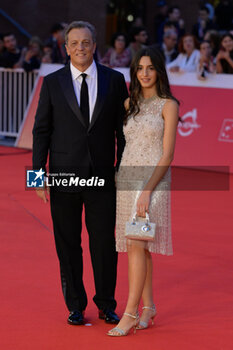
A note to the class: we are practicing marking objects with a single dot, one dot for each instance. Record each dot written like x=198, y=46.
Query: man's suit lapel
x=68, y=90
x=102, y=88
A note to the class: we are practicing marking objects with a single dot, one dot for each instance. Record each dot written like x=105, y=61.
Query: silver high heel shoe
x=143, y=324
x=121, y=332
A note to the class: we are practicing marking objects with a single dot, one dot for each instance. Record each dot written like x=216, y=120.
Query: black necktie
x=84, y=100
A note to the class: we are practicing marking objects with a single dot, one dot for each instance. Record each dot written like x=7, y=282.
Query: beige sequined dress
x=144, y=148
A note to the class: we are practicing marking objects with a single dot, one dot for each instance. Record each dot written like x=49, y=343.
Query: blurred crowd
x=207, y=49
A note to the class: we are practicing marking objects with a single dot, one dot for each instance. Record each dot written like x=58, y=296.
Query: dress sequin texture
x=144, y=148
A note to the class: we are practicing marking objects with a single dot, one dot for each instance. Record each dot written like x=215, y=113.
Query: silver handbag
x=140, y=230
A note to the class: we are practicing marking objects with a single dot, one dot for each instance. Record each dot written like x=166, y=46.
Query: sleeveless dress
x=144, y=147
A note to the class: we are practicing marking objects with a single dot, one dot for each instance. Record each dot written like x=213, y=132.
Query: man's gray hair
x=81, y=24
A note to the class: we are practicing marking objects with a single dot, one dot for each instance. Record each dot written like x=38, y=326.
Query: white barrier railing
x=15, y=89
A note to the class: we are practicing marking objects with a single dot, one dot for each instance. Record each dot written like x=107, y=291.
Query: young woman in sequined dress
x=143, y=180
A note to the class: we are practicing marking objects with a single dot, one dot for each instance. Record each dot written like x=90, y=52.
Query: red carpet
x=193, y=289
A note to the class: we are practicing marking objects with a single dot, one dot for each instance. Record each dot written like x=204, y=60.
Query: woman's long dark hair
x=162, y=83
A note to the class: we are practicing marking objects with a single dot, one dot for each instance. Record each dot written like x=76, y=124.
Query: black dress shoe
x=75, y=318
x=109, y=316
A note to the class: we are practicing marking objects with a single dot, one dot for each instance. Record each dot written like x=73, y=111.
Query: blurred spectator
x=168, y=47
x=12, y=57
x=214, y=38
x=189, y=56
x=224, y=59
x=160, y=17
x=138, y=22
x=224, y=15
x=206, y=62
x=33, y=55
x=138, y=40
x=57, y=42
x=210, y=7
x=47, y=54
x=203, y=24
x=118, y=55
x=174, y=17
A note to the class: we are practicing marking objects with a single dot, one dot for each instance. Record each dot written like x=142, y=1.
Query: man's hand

* * * * *

TASK: From the data above, return every line from the line that has "like x=38, y=326." up to and including the line that has "like x=73, y=111.", exactly.

EXERCISE ANSWER:
A note to the class: we are practicing marking objects with a single dot, one dot for each instance. Record each dot written like x=38, y=326.
Query: white barrier railing
x=15, y=89
A note to the class: we are practicing marking objects with a single dot, one dot for each instance. Record each dot written like x=107, y=291.
Query: young woman in sequined dress
x=143, y=180
A note to the class: we are practicing marking objects with a single dot, one dot for each instance. Record each dot written like x=90, y=52.
Query: red carpet
x=193, y=289
A note to the class: we are practicing marking objects with a single dot, one dot for each instance. Record each dot written like x=204, y=60.
Query: woman's long dark hair
x=162, y=83
A note to the class: we are practicing marking objects with a single dot, one dot for each instance. Record each dot written like x=76, y=124.
Query: black dress shoe
x=75, y=318
x=109, y=316
A note to the class: we are practicing marking objects with a single dot, one dot for each instance. Record each dot written like x=73, y=111.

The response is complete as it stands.